## Page text
** Start **

The 2011 Alabama Book Festival
Despite the harrowing winds that followed Friday night’s severe storms, the Alabama Book Festival seemed to go pretty well yesterday. The festival, which is held on each year on the third Saturday in April in Montgomery’s Old Alabama Town, included readings by recognizable writers like fiction writer Mark Childress and poet Randall Horton, as well as a whole slew of other local and regional favorites. Amos Kennedy was getting there too when I stopped to speak for a minute, he was busy setting up his rig for his posters to hang on.
I took my kids, who are 5 and 2, in the morning to see Eric Litwin, singer of silly-folksy kids’ songs and author of the Pete the Cat books. Litwin, a middle-aged guy with a tuft of curly hair atop his head, took simple songs and a keen ability to mix jokes for the kids and jokes for the adults and built them into an audience participation show that was truly fun for the whole family. Usually, I despise that cliched phrase, but rarely is anything fun for both kids and their parents, but this guy managed it.

** End **

## Work instructions
1. In the book festival post, swap "family" for "household" and write out the passage starting at "I took my kids, who" and ending at "guy managed it.".
2. According to the book festival post, where in Montgomery is the festival held each year?

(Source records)
** Start **

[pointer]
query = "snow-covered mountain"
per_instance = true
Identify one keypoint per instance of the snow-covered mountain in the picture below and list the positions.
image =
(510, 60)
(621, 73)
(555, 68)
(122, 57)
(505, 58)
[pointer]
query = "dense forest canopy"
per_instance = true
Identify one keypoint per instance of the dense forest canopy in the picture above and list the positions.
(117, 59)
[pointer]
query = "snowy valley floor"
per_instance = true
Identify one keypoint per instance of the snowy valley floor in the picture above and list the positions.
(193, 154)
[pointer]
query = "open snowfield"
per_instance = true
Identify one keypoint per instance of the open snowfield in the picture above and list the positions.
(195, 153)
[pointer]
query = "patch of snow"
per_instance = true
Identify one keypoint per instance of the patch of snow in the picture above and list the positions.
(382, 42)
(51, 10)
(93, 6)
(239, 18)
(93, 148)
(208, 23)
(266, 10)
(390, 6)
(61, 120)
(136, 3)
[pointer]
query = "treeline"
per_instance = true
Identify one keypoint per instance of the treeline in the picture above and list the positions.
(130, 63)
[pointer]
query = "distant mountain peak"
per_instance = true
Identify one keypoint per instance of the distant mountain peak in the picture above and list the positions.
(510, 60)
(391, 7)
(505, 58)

** End **

## Correct answers
1.
I took my kids, who are 5 and 2, in the morning to see Eric Litwin, singer of silly-folksy kids’ songs and author of the Pete the Cat books. Litwin, a middle-aged guy with a tuft of curly hair atop his head, took simple songs and a keen ability to mix jokes for the kids and jokes for the adults and built them into an audience participation show that was truly fun for the whole household. Usually, I despise that cliched phrase, but rarely is anything fun for both kids and their parents, but this guy managed it.

2. Old Alabama Town